:: Data supplied
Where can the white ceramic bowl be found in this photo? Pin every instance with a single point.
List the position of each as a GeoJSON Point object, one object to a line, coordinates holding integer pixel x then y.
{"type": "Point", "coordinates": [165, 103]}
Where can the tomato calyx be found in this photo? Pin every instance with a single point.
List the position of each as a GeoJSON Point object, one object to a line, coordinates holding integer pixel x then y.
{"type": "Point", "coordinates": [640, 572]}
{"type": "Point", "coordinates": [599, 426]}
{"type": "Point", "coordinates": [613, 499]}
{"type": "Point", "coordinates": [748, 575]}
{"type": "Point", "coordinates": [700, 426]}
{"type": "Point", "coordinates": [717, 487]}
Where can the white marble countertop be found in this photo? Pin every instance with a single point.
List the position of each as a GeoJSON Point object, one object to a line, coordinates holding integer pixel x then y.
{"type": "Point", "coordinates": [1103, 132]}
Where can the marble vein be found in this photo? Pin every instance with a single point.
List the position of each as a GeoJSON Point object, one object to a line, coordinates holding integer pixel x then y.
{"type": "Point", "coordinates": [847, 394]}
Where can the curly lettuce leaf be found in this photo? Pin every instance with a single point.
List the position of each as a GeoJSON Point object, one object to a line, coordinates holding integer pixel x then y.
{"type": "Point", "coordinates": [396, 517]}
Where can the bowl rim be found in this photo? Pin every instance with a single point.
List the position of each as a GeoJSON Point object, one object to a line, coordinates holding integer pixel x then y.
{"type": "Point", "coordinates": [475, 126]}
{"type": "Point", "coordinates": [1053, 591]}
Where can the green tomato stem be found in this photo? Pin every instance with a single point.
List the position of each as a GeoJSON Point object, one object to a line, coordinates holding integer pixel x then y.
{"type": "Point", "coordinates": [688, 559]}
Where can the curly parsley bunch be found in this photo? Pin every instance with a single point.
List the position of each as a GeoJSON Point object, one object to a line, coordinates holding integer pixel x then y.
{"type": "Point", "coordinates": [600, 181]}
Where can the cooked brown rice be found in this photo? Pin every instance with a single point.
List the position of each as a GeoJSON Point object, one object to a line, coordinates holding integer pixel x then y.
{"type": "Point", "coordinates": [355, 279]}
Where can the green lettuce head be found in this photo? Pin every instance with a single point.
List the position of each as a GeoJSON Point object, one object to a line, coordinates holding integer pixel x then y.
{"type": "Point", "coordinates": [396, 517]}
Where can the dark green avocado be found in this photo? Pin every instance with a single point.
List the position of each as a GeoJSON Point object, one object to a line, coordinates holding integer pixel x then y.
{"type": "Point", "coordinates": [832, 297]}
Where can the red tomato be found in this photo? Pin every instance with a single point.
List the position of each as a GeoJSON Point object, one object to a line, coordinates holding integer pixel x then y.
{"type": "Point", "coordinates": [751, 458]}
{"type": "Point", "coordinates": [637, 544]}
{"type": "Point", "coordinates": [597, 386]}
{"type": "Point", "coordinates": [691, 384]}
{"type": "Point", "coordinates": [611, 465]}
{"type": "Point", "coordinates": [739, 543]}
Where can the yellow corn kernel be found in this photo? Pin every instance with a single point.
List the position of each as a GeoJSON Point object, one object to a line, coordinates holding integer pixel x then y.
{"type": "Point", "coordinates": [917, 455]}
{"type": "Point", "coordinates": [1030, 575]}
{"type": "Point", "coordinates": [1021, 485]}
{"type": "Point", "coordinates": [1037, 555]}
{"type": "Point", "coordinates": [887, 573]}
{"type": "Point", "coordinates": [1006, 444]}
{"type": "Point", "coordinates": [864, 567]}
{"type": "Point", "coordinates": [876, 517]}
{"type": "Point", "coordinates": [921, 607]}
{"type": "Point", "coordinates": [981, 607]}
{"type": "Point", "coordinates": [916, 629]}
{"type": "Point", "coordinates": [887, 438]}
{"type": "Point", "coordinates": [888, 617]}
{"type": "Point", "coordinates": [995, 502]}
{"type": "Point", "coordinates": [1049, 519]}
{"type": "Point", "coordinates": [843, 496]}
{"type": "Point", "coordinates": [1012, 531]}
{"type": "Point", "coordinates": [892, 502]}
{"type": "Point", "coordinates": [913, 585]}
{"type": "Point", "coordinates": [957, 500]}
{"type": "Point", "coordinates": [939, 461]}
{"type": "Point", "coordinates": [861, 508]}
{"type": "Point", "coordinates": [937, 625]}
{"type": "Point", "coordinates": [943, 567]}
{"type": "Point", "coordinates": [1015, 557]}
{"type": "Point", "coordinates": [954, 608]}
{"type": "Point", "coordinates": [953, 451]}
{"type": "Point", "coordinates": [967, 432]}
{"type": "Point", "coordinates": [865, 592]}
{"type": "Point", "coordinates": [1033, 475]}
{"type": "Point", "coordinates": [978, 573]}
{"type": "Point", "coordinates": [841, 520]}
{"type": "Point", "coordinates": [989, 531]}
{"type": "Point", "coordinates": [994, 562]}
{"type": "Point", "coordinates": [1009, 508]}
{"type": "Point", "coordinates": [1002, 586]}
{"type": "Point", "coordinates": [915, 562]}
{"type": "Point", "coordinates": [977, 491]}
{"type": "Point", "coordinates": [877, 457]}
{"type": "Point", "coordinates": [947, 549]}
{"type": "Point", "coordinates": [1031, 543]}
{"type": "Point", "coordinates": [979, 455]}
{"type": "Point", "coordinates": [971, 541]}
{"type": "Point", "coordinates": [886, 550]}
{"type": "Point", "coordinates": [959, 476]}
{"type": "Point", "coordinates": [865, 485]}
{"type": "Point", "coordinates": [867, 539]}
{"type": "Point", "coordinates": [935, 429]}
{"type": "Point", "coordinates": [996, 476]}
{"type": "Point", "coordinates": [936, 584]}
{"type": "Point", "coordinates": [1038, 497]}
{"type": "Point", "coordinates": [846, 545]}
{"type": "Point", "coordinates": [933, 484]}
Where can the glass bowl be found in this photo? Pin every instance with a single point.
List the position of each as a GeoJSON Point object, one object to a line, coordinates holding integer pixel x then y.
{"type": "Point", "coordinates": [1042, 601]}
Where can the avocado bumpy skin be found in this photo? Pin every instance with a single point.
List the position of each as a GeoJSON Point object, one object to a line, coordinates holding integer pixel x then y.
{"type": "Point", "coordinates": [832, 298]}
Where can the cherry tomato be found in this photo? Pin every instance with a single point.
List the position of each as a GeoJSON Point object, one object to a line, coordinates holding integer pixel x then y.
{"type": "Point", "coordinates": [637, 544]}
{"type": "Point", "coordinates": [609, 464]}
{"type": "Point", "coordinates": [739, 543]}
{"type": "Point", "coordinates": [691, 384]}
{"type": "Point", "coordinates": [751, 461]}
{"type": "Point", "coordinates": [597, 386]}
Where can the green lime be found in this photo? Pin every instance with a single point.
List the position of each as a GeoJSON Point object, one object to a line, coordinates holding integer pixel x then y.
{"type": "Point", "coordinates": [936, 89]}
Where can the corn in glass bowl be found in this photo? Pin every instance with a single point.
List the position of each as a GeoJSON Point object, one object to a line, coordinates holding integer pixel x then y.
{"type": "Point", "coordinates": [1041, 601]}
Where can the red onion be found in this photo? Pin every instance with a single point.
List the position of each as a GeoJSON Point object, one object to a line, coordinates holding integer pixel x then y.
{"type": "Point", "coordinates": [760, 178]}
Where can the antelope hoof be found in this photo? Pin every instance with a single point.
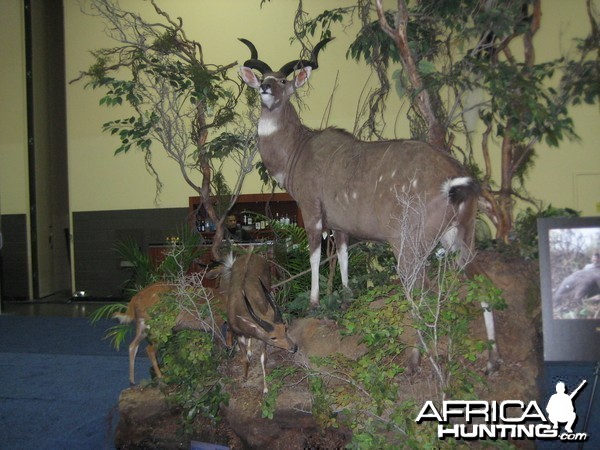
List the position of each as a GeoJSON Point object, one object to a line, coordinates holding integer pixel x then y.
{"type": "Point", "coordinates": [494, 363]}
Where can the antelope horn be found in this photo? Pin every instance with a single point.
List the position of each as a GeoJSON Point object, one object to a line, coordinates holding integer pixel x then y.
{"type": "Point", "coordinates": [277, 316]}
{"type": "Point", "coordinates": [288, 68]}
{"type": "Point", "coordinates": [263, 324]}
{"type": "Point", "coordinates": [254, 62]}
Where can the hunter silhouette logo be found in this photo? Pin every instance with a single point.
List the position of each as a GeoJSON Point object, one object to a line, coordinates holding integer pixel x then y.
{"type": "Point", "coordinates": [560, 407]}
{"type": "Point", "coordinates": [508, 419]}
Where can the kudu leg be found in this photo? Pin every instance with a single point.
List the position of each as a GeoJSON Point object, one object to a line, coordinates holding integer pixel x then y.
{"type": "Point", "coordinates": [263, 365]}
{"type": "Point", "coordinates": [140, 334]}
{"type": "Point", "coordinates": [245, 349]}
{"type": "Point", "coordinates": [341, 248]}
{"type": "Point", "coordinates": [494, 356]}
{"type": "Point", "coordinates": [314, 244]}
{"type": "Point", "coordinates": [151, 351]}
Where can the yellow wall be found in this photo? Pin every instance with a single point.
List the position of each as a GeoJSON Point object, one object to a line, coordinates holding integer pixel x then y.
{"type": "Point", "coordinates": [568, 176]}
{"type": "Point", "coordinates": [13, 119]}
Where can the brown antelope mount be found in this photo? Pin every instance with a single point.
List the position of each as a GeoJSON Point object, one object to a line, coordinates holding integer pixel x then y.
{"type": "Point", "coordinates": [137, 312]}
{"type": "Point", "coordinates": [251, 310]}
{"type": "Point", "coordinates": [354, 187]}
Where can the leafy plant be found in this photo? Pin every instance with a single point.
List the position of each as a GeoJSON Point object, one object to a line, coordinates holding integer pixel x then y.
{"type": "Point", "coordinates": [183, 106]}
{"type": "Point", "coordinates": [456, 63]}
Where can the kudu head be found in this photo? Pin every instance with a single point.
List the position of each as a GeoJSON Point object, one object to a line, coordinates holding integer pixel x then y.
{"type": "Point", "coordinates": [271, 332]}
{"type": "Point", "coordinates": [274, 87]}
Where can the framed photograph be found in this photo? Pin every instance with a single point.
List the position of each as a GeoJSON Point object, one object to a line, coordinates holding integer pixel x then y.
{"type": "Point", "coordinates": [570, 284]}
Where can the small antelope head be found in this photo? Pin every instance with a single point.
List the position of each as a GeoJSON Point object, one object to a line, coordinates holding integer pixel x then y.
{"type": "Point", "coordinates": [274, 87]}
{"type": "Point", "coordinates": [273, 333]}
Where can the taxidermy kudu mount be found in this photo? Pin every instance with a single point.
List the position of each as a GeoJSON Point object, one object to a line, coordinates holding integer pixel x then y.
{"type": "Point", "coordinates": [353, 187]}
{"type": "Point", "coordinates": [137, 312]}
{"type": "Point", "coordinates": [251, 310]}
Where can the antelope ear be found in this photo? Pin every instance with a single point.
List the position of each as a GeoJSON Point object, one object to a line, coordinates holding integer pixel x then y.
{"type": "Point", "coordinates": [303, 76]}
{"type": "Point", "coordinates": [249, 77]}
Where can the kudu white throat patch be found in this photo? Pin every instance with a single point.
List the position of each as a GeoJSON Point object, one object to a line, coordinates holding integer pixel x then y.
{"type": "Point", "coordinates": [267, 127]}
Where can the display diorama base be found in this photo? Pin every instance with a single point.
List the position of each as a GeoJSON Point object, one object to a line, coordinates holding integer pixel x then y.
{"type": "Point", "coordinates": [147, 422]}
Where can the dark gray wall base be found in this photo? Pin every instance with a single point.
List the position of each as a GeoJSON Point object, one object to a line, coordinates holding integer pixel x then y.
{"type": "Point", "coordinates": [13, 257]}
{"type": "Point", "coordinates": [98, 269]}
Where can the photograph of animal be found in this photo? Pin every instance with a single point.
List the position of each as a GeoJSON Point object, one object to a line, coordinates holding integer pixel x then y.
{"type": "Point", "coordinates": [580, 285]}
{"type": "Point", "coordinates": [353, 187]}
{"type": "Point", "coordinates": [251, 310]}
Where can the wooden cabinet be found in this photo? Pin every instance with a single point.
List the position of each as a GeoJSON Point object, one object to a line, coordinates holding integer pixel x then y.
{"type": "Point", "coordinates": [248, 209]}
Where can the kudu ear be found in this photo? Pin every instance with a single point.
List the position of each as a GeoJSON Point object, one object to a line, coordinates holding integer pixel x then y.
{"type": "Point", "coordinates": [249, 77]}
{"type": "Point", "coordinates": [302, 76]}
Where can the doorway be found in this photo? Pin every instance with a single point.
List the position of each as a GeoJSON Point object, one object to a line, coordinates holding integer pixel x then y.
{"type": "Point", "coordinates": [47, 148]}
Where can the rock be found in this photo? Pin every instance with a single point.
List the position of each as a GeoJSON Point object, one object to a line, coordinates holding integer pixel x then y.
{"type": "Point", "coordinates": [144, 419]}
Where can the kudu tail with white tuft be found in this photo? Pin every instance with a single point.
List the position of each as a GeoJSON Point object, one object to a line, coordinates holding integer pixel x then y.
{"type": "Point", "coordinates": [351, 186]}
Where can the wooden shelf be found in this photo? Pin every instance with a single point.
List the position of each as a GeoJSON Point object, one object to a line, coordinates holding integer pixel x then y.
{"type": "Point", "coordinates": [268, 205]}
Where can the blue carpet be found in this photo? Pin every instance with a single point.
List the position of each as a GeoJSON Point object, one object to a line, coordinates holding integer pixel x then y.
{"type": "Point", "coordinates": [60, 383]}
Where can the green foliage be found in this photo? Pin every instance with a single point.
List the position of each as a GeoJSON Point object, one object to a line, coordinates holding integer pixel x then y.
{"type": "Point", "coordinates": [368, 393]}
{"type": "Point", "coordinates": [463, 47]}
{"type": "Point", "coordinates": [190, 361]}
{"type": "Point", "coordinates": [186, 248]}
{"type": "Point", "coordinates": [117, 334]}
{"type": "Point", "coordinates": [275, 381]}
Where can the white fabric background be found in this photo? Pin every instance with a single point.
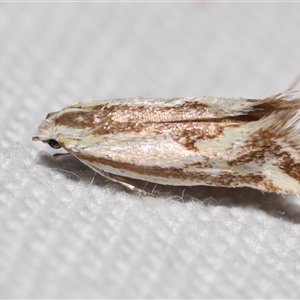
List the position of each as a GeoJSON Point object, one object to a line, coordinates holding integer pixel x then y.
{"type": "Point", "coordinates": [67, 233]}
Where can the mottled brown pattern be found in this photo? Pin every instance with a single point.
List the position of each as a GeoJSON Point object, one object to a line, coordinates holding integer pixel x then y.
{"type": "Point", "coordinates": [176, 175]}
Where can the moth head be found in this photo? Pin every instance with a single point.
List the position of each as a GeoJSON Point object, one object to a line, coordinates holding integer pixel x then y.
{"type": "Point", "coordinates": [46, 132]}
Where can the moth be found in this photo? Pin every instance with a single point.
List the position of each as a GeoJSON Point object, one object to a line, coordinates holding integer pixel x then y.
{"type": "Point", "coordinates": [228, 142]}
::::
• Problem statement:
Please repeat the items above word for word, from the line with "Where can the kudu tail" through the end of the items. Leave out the pictures.

• Exercise answer:
Where can the kudu tail with white tuft be found in this photo? Pin every instance with a single point.
List the position of each as a GeoJSON Point object, one object to a line, coordinates holding integer pixel x then y.
{"type": "Point", "coordinates": [351, 186]}
Where can the wooden shelf be found in this photo? Pin every instance with a single point.
List the position of each as a GeoJSON Point object, one object to a line, coordinates holding integer pixel x then y.
{"type": "Point", "coordinates": [268, 205]}
Where can the blue carpet be found in this photo? Pin every instance with a single point.
List the position of each as a GeoJSON Point object, one object to a line, coordinates holding integer pixel x then y.
{"type": "Point", "coordinates": [60, 383]}
Where can the green foliage be found in this photo? Pin every instance with a single point.
List the position of each as a GeoJSON Point object, one object to a line, coordinates holding integer pixel x then y.
{"type": "Point", "coordinates": [368, 393]}
{"type": "Point", "coordinates": [463, 47]}
{"type": "Point", "coordinates": [190, 361]}
{"type": "Point", "coordinates": [186, 248]}
{"type": "Point", "coordinates": [117, 334]}
{"type": "Point", "coordinates": [275, 381]}
Where can the white fabric background be found in this photo? Pin every instance with a single point.
List the position of each as a GeoJSON Point object, one object to a line, coordinates holding integer pixel x then y.
{"type": "Point", "coordinates": [67, 233]}
Where can the mottled brown pattern be found in this photo? Pin every instance with a single point.
List the position of each as a GeoJSON Point object, one object to a line, coordinates holding integer pixel x then y.
{"type": "Point", "coordinates": [176, 175]}
Where can the moth head be found in this photo? Pin every instance with a single point.
List the position of each as a GeoJSON Point object, one object to a line, coordinates holding integer pixel x then y.
{"type": "Point", "coordinates": [46, 132]}
Where can the moth be found in this photo? Pin every instance with a single point.
List the position of each as a GeoJSON Point object, one object to a line, coordinates holding integer pixel x then y.
{"type": "Point", "coordinates": [228, 142]}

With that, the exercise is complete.